| WORK INSTRUCTIONS |
In the records below, find the line containing "the bus headlight" and retype it and every line after it exactly, adding nothing.
*** Begin section ***
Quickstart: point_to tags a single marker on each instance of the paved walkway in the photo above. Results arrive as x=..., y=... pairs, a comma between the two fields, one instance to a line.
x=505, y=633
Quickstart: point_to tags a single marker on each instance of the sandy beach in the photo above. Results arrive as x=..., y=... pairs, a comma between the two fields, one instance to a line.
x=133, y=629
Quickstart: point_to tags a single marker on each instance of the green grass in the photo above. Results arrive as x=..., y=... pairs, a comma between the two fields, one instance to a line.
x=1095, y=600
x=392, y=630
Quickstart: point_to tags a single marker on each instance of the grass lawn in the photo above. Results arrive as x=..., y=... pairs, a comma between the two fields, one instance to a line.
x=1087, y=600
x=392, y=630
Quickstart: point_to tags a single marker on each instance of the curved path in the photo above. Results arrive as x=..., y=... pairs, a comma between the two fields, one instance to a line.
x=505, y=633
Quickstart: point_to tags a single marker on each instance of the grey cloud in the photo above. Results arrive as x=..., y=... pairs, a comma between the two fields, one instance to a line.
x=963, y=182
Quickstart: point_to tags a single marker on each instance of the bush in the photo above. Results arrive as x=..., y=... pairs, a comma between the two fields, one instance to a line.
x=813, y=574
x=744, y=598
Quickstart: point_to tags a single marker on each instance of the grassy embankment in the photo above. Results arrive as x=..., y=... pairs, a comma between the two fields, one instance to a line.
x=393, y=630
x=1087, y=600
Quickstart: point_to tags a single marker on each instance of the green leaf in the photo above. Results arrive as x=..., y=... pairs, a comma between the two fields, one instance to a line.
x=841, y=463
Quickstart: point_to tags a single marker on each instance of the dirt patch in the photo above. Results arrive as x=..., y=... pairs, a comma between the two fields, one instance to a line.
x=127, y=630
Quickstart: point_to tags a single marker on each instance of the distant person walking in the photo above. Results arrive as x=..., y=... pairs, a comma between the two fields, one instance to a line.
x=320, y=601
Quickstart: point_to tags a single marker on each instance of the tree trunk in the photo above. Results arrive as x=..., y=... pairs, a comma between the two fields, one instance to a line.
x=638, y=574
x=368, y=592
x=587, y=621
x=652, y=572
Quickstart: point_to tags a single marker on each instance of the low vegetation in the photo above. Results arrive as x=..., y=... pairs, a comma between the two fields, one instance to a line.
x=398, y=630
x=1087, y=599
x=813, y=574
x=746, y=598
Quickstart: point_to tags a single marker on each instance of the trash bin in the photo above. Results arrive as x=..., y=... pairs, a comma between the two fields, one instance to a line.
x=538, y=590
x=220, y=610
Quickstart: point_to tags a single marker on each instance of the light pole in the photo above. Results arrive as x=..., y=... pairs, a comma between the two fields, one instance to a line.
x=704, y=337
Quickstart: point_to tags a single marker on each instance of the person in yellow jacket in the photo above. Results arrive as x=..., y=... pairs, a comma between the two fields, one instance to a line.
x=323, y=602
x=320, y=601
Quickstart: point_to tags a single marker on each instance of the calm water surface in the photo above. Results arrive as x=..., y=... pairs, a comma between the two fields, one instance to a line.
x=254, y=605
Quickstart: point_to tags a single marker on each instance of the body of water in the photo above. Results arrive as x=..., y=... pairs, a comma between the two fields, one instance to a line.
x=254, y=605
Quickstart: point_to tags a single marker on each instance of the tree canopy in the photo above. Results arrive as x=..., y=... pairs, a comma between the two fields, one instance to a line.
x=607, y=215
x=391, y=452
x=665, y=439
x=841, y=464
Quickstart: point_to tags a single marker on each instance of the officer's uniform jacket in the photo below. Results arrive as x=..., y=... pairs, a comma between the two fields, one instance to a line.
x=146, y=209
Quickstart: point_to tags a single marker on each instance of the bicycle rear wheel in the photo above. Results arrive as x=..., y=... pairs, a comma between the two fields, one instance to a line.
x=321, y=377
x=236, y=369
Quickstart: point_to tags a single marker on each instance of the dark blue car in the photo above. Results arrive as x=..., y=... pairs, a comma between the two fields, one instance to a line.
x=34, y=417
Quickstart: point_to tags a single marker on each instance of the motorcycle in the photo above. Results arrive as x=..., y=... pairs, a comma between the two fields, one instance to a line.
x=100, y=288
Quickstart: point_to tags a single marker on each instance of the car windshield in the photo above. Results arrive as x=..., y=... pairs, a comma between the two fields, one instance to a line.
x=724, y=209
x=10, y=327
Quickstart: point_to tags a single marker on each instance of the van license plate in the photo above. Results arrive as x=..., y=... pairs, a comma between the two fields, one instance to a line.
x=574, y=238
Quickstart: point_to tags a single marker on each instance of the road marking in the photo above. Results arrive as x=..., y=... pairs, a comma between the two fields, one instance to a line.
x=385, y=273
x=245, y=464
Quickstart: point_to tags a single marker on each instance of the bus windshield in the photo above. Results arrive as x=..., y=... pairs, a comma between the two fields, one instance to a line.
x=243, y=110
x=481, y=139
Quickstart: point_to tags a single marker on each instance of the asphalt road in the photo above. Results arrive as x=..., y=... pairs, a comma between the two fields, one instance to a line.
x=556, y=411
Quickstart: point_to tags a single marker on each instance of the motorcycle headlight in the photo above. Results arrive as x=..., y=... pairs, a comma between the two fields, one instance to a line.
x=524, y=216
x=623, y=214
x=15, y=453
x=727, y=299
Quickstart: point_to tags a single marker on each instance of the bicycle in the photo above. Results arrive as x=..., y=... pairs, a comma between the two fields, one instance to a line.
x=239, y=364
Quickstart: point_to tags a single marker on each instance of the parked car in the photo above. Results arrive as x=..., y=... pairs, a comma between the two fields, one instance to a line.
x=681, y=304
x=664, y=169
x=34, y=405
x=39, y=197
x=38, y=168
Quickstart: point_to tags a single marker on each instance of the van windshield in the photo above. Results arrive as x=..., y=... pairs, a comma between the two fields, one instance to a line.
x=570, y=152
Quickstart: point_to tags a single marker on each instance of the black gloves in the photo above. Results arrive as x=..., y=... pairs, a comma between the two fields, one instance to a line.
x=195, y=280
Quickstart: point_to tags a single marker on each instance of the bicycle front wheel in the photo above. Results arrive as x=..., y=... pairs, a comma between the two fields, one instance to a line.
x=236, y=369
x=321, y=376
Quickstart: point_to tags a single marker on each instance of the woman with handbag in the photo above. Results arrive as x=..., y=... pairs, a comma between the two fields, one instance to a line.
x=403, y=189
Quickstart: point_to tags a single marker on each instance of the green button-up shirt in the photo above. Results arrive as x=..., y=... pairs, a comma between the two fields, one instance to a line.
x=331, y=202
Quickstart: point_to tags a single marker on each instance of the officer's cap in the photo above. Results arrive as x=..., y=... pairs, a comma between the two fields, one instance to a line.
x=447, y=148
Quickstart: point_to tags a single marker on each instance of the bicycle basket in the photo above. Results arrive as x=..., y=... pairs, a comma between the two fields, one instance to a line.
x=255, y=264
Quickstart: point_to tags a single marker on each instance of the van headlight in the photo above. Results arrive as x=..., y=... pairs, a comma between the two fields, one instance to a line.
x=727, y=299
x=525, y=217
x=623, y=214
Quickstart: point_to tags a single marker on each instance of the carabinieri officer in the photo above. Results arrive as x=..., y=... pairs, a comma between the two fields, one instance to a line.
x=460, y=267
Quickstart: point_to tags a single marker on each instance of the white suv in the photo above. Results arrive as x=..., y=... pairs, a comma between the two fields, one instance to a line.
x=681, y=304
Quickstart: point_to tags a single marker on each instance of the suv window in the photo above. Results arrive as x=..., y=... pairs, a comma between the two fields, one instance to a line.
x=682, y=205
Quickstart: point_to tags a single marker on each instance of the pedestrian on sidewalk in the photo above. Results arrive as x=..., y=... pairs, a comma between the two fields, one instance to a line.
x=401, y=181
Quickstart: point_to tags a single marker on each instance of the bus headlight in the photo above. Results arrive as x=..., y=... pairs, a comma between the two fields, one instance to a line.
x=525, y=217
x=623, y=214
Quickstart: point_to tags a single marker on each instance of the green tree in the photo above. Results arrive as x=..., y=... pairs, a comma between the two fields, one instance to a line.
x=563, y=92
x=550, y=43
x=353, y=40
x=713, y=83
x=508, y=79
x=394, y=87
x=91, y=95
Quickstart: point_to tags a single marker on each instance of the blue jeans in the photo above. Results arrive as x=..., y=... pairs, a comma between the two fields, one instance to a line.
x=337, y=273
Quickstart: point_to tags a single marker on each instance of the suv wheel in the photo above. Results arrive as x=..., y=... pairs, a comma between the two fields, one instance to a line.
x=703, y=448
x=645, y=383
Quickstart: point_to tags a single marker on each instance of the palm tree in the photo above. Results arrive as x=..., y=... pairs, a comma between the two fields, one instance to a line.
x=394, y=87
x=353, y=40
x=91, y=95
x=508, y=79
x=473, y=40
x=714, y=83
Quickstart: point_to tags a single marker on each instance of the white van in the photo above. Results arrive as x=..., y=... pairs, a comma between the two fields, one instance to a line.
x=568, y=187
*** End section ***
| THE COMPLETED TASK |
Quickstart: point_to tags a single marker on each instance of the bus headlight in the photo above. Results arrive as x=..., y=... pairs, a comma between the two fields, one instance to a line.
x=525, y=217
x=623, y=214
Quickstart: point_to tags a single marker on each instance of the green tree in the photo above. Results arrive as x=..., y=... pairs, a comma between the two fields, one instance to a line.
x=563, y=92
x=550, y=43
x=353, y=40
x=713, y=83
x=508, y=79
x=394, y=87
x=91, y=95
Quickstart: point_to tags a single marker on each instance of the blue jeans in the photo above. Results arrive as x=..., y=... pairs, a comma between the two fields, one instance to a line.
x=337, y=273
Quickstart: point_to tags a single marker on each instance of the suv wheel in the photo above. Results arrive as x=..., y=... pairs, a comma between the two fields, one instance to a line.
x=703, y=448
x=645, y=383
Quickstart: point_to tags a single marker on each instance of the palm tree in the photo above. Results arrive as x=..., y=... pairs, a comma between the two fields, one instance to a line.
x=394, y=87
x=353, y=40
x=91, y=95
x=508, y=79
x=473, y=40
x=714, y=83
Quickstart: point_to tags a single marker on each instance of the white van in the photo above. Results arrive as x=..., y=... pairs, a comma between the two fields, one instance to a line.
x=568, y=187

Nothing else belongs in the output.